begin Stored data

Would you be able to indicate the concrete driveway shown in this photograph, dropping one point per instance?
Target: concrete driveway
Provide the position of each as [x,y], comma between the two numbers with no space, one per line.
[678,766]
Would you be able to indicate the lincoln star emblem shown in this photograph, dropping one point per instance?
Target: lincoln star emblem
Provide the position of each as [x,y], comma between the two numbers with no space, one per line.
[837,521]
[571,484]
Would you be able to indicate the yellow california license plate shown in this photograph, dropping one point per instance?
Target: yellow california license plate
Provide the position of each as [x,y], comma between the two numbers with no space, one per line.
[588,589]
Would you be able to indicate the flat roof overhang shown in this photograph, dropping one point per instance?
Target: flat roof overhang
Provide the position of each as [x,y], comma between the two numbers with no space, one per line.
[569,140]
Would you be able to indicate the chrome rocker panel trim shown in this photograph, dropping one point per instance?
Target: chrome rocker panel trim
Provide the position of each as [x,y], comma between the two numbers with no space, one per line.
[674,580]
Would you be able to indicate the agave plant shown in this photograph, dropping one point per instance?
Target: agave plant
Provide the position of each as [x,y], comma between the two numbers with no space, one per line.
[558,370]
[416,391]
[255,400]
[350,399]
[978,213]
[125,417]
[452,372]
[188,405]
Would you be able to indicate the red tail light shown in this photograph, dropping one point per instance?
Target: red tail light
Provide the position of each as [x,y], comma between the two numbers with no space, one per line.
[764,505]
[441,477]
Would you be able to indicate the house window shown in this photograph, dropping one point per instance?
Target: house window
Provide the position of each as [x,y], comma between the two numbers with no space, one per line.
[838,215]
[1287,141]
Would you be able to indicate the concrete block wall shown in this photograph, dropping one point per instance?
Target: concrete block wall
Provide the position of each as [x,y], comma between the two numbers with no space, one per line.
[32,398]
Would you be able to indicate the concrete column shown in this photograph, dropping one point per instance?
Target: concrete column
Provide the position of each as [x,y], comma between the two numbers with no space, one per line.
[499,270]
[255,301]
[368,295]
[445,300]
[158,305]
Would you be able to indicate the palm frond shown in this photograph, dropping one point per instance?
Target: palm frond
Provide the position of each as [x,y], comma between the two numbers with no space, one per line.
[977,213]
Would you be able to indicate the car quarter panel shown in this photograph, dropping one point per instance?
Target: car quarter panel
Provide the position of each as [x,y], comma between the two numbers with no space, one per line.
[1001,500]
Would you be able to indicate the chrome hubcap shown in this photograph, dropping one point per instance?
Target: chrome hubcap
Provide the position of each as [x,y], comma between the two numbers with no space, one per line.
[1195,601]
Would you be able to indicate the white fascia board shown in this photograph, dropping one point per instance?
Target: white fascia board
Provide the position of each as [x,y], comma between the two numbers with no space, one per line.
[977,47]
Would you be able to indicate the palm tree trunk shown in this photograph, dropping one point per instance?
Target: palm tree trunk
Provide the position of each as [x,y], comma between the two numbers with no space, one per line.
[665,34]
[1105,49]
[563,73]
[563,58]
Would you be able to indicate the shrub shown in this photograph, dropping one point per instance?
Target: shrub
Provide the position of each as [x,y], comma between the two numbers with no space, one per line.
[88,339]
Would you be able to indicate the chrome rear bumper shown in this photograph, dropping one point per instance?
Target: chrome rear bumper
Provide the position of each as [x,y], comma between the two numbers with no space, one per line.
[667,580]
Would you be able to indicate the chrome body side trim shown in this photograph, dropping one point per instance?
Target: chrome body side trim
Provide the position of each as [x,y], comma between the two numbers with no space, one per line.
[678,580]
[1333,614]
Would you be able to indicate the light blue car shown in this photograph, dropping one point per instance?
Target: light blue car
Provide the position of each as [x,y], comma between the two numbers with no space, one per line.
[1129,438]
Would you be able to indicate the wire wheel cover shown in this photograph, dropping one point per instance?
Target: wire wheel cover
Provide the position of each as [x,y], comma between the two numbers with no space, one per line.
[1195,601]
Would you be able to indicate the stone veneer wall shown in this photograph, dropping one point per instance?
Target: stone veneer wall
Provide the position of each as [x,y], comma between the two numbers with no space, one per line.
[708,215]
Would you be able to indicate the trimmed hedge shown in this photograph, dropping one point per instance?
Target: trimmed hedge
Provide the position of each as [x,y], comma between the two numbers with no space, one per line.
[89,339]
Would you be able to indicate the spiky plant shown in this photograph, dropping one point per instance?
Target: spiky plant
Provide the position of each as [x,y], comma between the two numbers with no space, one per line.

end Stored data

Each record must be repeated exactly as it is.

Would you be able to indicate the concrete driveway shown in this photograph, dropping one point per instance?
Target: concrete driveway
Provide the position of each as [x,y], comma between the two numbers with no space, one per line.
[678,766]
Would you be able to indicate the lincoln star emblem shown in this photograph, dropping one point per instance?
Target: lincoln star emblem
Provide the position of each as [x,y], comma between the two numbers with no space, one per line.
[837,521]
[571,484]
Would you be able to indicate the yellow california license plate shown in this photograph, dropping one point per instance?
Target: yellow california license plate
Provide the position of each as [x,y], comma between the two numbers with no space, one per line.
[588,589]
Would you be able to indicate the flat roof overhang shown in this photograph, dropping one point per instance?
Target: flat roof overhang
Provide the position of each as [x,y], comma between the two numbers with no space, one per line.
[569,140]
Would you be able to indicate the chrome rocker panel trim shown in this photograph, dropping one point per instance?
Target: chrome rocker panel trim
Provide the position of each as [x,y], comma between the two numbers with no space, one per line.
[674,580]
Would you be able to indicate the agave plant shown in this photograph, dropping one point per instance?
Target: agave plant
Provide the position of each as [x,y], comma between the two numbers with no space, one per line.
[558,370]
[416,391]
[255,400]
[350,399]
[978,213]
[125,417]
[452,372]
[188,405]
Would you be able to indicate the red tail light shown in this photograph, dropping one point per instance?
Target: red tail light
Provide the position of each as [x,y], comma between the two numbers with no space, one per line.
[764,505]
[441,477]
Would you be able to indicate the house window shown in this photograph, dropping one point per instance?
Target: house window
Provide the position of each as [x,y], comma between the two numbers with no space, one per line.
[838,215]
[1287,141]
Would you be able to indicate the concrete block wall shown in this photograph, dropping one point per instance?
Target: concrete block wall
Provide the position of each as [x,y], comma between the two numbers with no space, one per line.
[32,398]
Would you be able to indicate the concrete column shown in this photograph, dropping one point per instance?
Target: concrete column
Provide the position of each as [x,y], comma between the two numbers with no space, one per line.
[499,270]
[255,301]
[368,295]
[445,300]
[158,305]
Would you be able to indicate the palm frond shown in this photograph, dropping one point per instance?
Target: palm frond
Provide the position of each as [x,y], comma between the two numbers with no space, one per line.
[977,213]
Would you be able to indicate the car quarter panel shown in this photograph, dropping one point per instance?
Target: car quarter panel
Provide the position of each as [x,y], comma between the two numbers with no space, one per line.
[1001,500]
Would you be able to indicate the chrome hubcap shown in this photograph, dropping one point per instance?
Target: chrome hubcap
Provide the position of each as [x,y], comma between the two numbers with no space, one per line.
[1195,601]
Would you be able to indicate the white fascia board shown in this photograph, dropping one point per instance?
Target: white fascia board
Provide the position of each as [x,y], comma between the two numbers with no space, one per line.
[977,47]
Would you be able to indicate the palm tree trunk shown in this photograph, dropping one point per instance?
Target: palm tree trunk
Provide the position of each as [x,y], comma between the two numbers with no space, one per line.
[665,34]
[1105,49]
[563,73]
[563,58]
Would you be able to indicate the shrub shown in this photograph, dropping one point per instance?
Target: shrub
Provide the position of each as [x,y], comma between the two numbers with no space, one per line.
[88,339]
Would you be able to indicate the chrome rear bumper shown in this photograph, dropping one point per instance?
Target: chrome rear bumper
Provide the position of each as [x,y], comma between the two numbers with no space, one per line.
[667,580]
Would you be able to indicate the chrome body side trim shown in this photograph, dropping one point per instance?
Target: chrome body side trim
Provide the position of each as [x,y], comma between the two numbers with no space, one per line.
[678,580]
[1333,614]
Would you be able to indicate the light blue car shown in this photograph, dropping one point per instance?
Target: light blue car
Provide the position of each as [x,y], comma between the two numbers with no space, one per line.
[1129,438]
Would you be able to indicate the wire wheel cover shown in this photograph, dropping one point per instance?
Target: wire wheel cover
Provide the position of each as [x,y], comma between the two numbers with no space, one per line.
[1195,601]
Would you be able to indicate the stone veneer wall shown in this photograph, dropping one point per instance?
Target: stone veneer wall
Provide the position of each as [x,y], comma between the two numbers with no space, one per line.
[708,215]
Would you be able to indicate the trimmed hedge shown in this photograph, dropping one point per instance?
Target: trimmed hedge
Provide the position of each as [x,y], comma between the two numbers with no space, one per line.
[89,339]
Would you be able to indicate the spiky plant shown in this photograph, dropping one point per instance?
Target: spiky plant
Provide the position of each as [x,y], comma between the two numbers with no space, one per line.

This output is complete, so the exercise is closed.